** Data records follows **
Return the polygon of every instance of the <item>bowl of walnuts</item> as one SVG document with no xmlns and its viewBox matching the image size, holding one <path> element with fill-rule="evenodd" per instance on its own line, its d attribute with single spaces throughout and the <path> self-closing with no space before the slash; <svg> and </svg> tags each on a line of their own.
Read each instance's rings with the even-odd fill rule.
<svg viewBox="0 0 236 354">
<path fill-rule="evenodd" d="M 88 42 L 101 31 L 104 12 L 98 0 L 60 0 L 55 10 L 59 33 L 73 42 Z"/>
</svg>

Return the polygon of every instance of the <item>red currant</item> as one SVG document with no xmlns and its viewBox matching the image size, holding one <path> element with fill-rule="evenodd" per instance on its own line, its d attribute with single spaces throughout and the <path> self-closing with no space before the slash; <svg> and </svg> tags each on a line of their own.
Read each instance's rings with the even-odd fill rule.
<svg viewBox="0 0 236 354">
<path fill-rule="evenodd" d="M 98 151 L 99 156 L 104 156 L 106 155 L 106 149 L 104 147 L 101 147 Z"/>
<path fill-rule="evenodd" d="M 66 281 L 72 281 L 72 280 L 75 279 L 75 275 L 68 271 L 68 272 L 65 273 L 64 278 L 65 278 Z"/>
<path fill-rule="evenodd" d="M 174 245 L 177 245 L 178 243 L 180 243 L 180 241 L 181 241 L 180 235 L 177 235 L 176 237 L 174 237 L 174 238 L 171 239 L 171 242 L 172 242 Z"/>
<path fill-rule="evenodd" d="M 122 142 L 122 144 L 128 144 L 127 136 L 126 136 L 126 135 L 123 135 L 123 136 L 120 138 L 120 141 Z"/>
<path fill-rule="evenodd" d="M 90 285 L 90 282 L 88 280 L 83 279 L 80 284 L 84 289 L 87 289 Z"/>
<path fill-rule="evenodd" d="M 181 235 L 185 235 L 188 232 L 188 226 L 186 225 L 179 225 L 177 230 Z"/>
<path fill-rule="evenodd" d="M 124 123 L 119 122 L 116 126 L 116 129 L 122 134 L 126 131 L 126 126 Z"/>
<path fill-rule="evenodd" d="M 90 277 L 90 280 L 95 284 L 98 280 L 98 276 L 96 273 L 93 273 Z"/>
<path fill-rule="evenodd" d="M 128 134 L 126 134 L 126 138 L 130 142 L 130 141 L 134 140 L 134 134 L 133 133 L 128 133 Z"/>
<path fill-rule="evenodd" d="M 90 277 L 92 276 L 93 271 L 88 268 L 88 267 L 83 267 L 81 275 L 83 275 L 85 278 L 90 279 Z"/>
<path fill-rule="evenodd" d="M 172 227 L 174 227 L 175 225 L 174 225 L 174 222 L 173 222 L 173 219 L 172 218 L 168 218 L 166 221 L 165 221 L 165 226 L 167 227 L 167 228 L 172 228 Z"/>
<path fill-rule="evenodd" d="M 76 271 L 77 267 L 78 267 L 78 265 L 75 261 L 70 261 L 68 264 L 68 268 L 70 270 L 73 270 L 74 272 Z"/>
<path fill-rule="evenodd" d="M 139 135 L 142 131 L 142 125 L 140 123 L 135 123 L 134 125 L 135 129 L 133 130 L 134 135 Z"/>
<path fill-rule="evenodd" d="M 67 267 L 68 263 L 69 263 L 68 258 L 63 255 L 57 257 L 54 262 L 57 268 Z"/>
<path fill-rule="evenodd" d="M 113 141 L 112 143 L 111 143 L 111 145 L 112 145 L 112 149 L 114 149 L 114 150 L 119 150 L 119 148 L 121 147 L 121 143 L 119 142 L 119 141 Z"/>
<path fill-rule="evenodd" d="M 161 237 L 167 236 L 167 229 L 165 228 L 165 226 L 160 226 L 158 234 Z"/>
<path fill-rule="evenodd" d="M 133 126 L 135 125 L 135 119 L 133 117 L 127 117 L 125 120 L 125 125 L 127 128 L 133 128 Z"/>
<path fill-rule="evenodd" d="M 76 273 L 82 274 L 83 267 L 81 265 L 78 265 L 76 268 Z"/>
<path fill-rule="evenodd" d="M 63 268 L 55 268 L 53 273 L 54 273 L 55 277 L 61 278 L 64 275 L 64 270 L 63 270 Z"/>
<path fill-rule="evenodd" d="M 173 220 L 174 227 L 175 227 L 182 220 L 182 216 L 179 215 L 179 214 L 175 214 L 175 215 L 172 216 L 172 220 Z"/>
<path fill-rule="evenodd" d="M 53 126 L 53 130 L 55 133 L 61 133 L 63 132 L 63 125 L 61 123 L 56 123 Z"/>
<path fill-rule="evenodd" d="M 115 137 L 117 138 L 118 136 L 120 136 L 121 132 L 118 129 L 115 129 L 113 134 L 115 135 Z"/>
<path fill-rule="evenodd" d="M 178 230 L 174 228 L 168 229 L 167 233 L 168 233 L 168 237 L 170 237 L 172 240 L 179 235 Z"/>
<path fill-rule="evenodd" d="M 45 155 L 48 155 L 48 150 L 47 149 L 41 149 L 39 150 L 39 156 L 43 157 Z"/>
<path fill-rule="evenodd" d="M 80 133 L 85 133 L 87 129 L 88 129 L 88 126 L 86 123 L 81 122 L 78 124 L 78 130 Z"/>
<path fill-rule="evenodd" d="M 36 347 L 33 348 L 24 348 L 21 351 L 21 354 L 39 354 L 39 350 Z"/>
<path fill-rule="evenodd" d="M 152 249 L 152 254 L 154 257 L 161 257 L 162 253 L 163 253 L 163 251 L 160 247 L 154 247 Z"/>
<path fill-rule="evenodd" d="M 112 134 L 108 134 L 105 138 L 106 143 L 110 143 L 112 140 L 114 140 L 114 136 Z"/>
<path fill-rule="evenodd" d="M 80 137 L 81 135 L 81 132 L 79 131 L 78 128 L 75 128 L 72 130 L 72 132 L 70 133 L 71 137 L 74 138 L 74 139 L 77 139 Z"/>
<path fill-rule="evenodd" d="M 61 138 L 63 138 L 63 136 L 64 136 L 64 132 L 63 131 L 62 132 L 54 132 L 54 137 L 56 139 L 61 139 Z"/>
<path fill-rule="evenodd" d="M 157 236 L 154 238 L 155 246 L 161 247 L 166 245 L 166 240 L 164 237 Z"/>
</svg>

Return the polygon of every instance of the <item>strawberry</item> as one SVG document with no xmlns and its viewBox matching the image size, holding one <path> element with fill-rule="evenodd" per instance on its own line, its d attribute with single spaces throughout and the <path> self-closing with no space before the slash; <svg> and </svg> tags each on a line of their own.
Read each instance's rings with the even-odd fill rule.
** End of Data records **
Aim of the task
Find "of the <item>strawberry</item>" in the records above. Repeat its line and every later line exactly, through the last one.

Task output
Return the polygon of every instance of the <item>strawberry</item> as one SVG document with no xmlns and its viewBox matching the image size, holding one <path> element with fill-rule="evenodd" per instance on its own line, its d attribute with single spaces throughout and the <path> self-closing with no space before the slash; <svg> and </svg> tags each on a line of their own.
Read each instance's rings with the even-odd fill rule.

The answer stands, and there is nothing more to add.